[Segmentation annotation data]
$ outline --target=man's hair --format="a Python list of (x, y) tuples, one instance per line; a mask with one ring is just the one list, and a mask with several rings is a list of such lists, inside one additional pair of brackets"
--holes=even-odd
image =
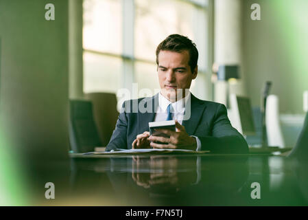
[(168, 50), (180, 53), (188, 50), (189, 54), (189, 65), (191, 73), (197, 66), (198, 52), (196, 44), (188, 37), (180, 34), (171, 34), (163, 40), (156, 48), (156, 63), (158, 65), (158, 54), (161, 50)]

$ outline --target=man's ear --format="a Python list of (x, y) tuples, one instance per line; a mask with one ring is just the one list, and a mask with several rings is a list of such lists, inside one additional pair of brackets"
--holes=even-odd
[(198, 74), (198, 65), (196, 65), (195, 69), (193, 69), (193, 80), (194, 80), (197, 77), (197, 74)]

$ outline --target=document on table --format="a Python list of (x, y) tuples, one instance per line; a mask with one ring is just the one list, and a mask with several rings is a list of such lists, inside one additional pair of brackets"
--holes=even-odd
[(102, 152), (88, 152), (83, 153), (84, 155), (110, 155), (110, 154), (158, 154), (158, 153), (208, 153), (209, 151), (192, 151), (185, 149), (154, 149), (154, 148), (144, 148), (144, 149), (121, 149), (111, 150), (110, 151)]

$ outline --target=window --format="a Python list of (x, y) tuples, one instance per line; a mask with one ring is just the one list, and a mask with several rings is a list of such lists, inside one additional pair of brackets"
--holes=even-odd
[(207, 0), (84, 0), (83, 7), (84, 92), (117, 93), (137, 82), (139, 91), (154, 94), (159, 89), (156, 48), (177, 33), (197, 45), (191, 91), (209, 98)]

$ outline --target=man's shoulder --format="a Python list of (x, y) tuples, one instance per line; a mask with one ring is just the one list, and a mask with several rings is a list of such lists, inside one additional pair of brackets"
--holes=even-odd
[(224, 107), (226, 108), (226, 106), (224, 104), (216, 102), (213, 102), (213, 101), (204, 100), (198, 98), (193, 94), (191, 94), (191, 95), (192, 95), (191, 96), (192, 100), (194, 100), (194, 101), (196, 101), (196, 102), (199, 102), (200, 104), (206, 104), (207, 107), (211, 107), (211, 108), (215, 108), (215, 109), (224, 108)]
[(155, 97), (156, 96), (126, 100), (122, 104), (121, 112), (125, 111), (126, 113), (138, 113), (140, 106), (146, 107), (147, 104), (152, 102)]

**DIRECTION:** Update the data starting at the line that has "outline --target=man's ear" and continuing through the end, changing each "even-odd" to "nonzero" and leaving everything else as is.

**EXERCISE SOLUTION:**
$ outline --target=man's ear --format="a Python list of (x, y) tuples, one instance per line; a mask with one ring is just the one list, and a mask with several rings is a list of such lists, inside one additional pair of brackets"
--holes=nonzero
[(198, 74), (198, 65), (196, 65), (195, 69), (193, 69), (193, 80), (194, 80), (197, 77), (197, 74)]

$ outline --target=document on table --format="a Python list of (x, y) tuples, one instance per line; a mask with one ring is just the one list, and a mask with several rings is a list of such lists, inside one additional pair of brackets"
--holes=nonzero
[(102, 152), (88, 152), (83, 153), (84, 155), (110, 155), (110, 154), (158, 154), (158, 153), (208, 153), (209, 151), (192, 151), (185, 149), (154, 149), (154, 148), (144, 148), (144, 149), (121, 149), (111, 150), (110, 151)]

$ outline --target=window --format="a Python list of (x, y) tuples, one instance per line; a mask with one ring is just the one list, and a mask with several rings is a list of such lists, inside one additional pair of brackets"
--holes=nonzero
[(207, 0), (84, 0), (83, 7), (84, 92), (117, 93), (137, 82), (139, 91), (154, 94), (159, 89), (156, 48), (177, 33), (197, 45), (191, 91), (209, 98)]

$ outline --target=man's shoulder --format="a Python list of (x, y) tuples, one instance per line; a mask with one ring is just the one list, and a mask with several rings is a list of such lists, inside one additional pair of brackets"
--holes=nonzero
[(224, 107), (226, 108), (226, 106), (224, 104), (216, 102), (213, 102), (213, 101), (204, 100), (198, 98), (193, 94), (191, 94), (191, 95), (192, 95), (191, 96), (192, 100), (194, 100), (194, 101), (196, 101), (196, 102), (199, 102), (200, 104), (206, 104), (207, 107), (211, 107), (211, 108), (215, 108), (215, 109), (224, 108)]
[(155, 97), (156, 96), (126, 100), (122, 104), (121, 112), (125, 111), (126, 113), (138, 113), (140, 106), (146, 107), (147, 104), (152, 102)]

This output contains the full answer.